== Text excerpt
Marine Rescuer Gives Insight on Recent Dolphin Strandings

Photo courtesy of the IFAW

YARMOUTH – After two recent dolphin strandings on Cape Cod, a local biologist explained what rescuing the animals entails and signs the public can watch for to spot marine mammals in distress.

Animal Rescue Responder with the International Fund for Animal Welfare Kira Kasper said the response to save a large bottlenose dolphin on April 26 in Orleans relied on a crew of nearly 30 IFAW staff, interns, and trained responders to assist the over 700-pound creature.

For a dolphin rescue, Kasper said the response team uses a sling-like stretcher to get the animal onto a dolphin cart to help carry its weight and get it off the beach safely. The animal then goes into the team’s Mobile Dolphin Rescue Clinic.

“Essentially this is a vehicle that allows for us to run a full health assessment on the animal, provide them really critical treatments, a full suite of diagnostics, and all while transporting them to a better release site, which is really crucial to their survivability,” Kasper said.

The IFAW crew also uses the cart and stretcher to release dolphins back into the water where the rescuers typically tag the marine mammals with an identifier tag, let them acclimate, and send them back to sea.

Kasper said dolphins can end up stranded when they are swimming too close to shore as the tide recedes. When this happens, the marine expert said people should watch out for the creatures exhibiting a tight circling pattern as a sign a rescue may be necessary.

“If they’re doing that for prolonged periods but not able to find their way out when they do have access to deeper water potentially… that might be a good sign that the animal is likely going to require intervention,” Kasper said.

IFAW has an annual average of helping 262 stranded marine mammals over the last 24 years. Dolphin-related responses are more likely to occur in the winter or early spring, whereas seals are more likely to be spotted in the summer months.

Kasper highlighted how rescues rely on members of the public calling into the Marine Mammal Rescue Hotline when they see distressed animals in or near the water.

People can contact the IFAW’s 24/7 hotline at 508-743-9548. She also advised the public to keep a 150-foot distance from animals for safety.
====
» **Required action A**:
From the dolphin strandings article, list the equipment and the vehicle the response team uses to move a stranded dolphin off the beach.
» **Required action B**:
Please answer these questions from the dolphin strandings article.
(i) On what date and in what town was the large bottlenose dolphin rescued?
(ii) In which seasons are dolphin-related responses more likely?
(iii) What distance from the animals did Kasper advise the public to keep?
== Data section
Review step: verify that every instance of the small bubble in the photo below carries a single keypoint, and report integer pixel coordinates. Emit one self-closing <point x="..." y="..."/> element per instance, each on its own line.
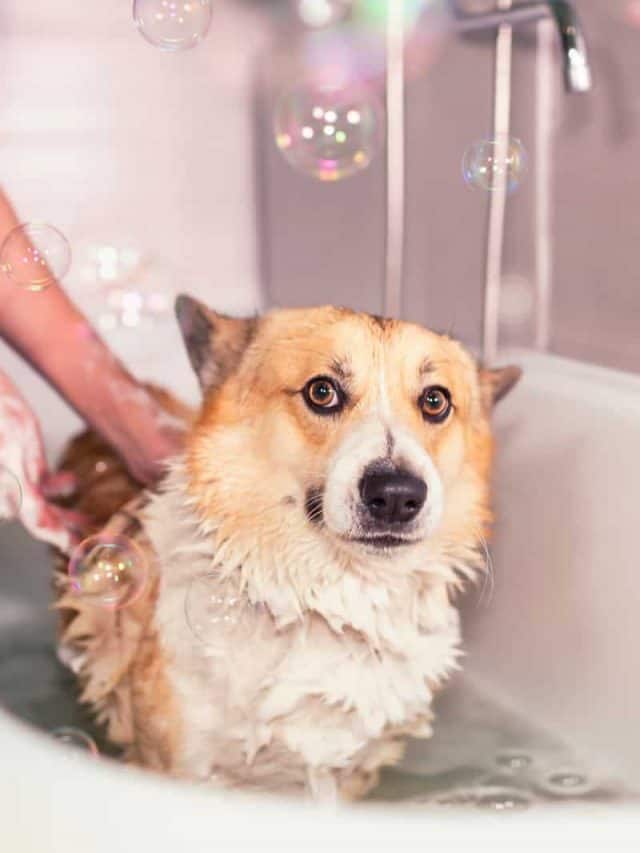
<point x="328" y="133"/>
<point x="566" y="781"/>
<point x="513" y="760"/>
<point x="75" y="738"/>
<point x="213" y="608"/>
<point x="504" y="801"/>
<point x="172" y="26"/>
<point x="10" y="494"/>
<point x="489" y="162"/>
<point x="34" y="255"/>
<point x="485" y="797"/>
<point x="108" y="571"/>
====
» **Output A**:
- A sling-like stretcher
- A dolphin cart
- The Mobile Dolphin Rescue Clinic

» **Output B**:
(i) April 26, in Orleans.
(ii) Winter or early spring.
(iii) 150 feet.